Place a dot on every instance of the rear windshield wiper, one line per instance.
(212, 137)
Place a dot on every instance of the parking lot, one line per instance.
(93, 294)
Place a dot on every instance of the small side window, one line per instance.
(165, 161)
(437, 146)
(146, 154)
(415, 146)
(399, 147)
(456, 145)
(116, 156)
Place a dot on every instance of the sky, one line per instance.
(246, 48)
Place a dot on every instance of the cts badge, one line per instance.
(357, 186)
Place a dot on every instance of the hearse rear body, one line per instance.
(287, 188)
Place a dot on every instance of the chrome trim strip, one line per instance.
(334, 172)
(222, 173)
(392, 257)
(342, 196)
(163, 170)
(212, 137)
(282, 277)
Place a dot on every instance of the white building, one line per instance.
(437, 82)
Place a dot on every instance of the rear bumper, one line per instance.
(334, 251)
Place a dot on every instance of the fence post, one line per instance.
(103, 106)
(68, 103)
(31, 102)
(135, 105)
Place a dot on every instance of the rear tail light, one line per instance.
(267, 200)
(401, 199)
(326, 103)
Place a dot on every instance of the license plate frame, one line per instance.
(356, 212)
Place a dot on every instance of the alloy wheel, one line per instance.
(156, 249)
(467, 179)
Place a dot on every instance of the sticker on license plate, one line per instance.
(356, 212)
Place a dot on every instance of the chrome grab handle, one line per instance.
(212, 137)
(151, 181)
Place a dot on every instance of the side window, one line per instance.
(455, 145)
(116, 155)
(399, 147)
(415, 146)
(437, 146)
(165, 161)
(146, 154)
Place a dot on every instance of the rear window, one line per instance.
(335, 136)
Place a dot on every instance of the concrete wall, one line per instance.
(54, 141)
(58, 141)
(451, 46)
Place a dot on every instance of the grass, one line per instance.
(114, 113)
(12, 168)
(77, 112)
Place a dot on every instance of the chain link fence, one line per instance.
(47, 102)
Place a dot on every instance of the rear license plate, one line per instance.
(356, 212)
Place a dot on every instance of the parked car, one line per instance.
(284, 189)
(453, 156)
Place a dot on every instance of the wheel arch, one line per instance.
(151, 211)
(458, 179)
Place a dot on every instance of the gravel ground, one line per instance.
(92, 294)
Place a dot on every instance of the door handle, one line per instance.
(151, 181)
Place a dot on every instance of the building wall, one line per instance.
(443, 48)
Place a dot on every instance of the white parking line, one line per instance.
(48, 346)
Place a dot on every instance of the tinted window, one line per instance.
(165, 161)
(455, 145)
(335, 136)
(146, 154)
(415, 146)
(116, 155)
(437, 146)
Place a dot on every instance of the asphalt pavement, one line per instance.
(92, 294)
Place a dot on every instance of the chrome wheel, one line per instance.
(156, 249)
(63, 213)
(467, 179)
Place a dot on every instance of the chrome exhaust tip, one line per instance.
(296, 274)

- **BRIEF**
In full and word for word, give the listing above again.

- **ANSWER SECTION**
Place a dot on every instance of the rear windshield wiper, one line per instance.
(212, 137)
Place a dot on every instance of the parking lot, one line per instance.
(93, 294)
Place a dot on every instance of the small side window, one line per instance.
(165, 161)
(437, 146)
(146, 154)
(415, 146)
(399, 147)
(456, 145)
(116, 156)
Place a dot on every instance of the sky, one line per instance.
(246, 48)
Place a dot on every instance of the cts badge, one line per instance.
(357, 186)
Place a dot on every instance of the hearse rear body, one line per instance.
(287, 188)
Place a dot on every instance of the chrome trim strip, one line per instance.
(334, 172)
(222, 173)
(392, 257)
(342, 196)
(163, 170)
(212, 137)
(282, 277)
Place a dot on every instance of the white building, one line per instance.
(437, 82)
Place a dot on every instance of the rear bumper, one line per instance.
(334, 251)
Place a dot on every instance of the fence post, one line per instance.
(103, 106)
(68, 103)
(31, 102)
(135, 105)
Place a dot on every instance of the rear tail light, one line per instance.
(267, 200)
(401, 199)
(326, 103)
Place a dot on every instance of the license plate frame, one line per instance.
(356, 212)
Place a dot on every instance of the alloy wheel, one line per instance.
(156, 249)
(467, 179)
Place a dot on every instance of the sticker on license plate, one line per instance.
(356, 212)
Place a dot on every instance of the chrome grab handle, one line per instance.
(212, 137)
(151, 181)
Place a dot on every instance of the side window, one line per instance.
(455, 145)
(116, 155)
(399, 147)
(415, 146)
(437, 146)
(165, 161)
(146, 154)
Place a dot on every instance of the rear window, one line per instance.
(335, 136)
Place a dot on every instance of the concrete wall, one line per instance.
(54, 141)
(58, 141)
(451, 46)
Place a dot on every instance of the grass, one line per instance.
(114, 113)
(12, 168)
(77, 112)
Place a dot on every instance of the chain link fence, one line per instance.
(47, 102)
Place a dot on every instance of the rear license plate, one line per instance.
(356, 212)
Place a dot on every instance of the parked car, one line per instance.
(284, 189)
(453, 156)
Place a dot on every instance of the wheel arch, one line per instance.
(151, 211)
(458, 179)
Place a dot on every instance of the gravel ground, one line per instance.
(92, 294)
Place a dot on every instance of the door handle, one line per instance.
(151, 181)
Place a dot on every instance of the building wall, one line per instance.
(443, 48)
Place a dot on every instance of the white parking line, one line per instance.
(48, 346)
Place a dot on every instance of the tinted window, one line per instance.
(165, 161)
(455, 145)
(335, 136)
(146, 154)
(415, 146)
(116, 155)
(437, 146)
Place a dot on every instance of the asphalt pavement, one line per instance.
(92, 294)
Place a dot on every instance of the chrome wheel, one line per instance.
(156, 249)
(63, 213)
(467, 179)
Place a dot on every instance of the chrome exhaust tip, one line per instance.
(296, 274)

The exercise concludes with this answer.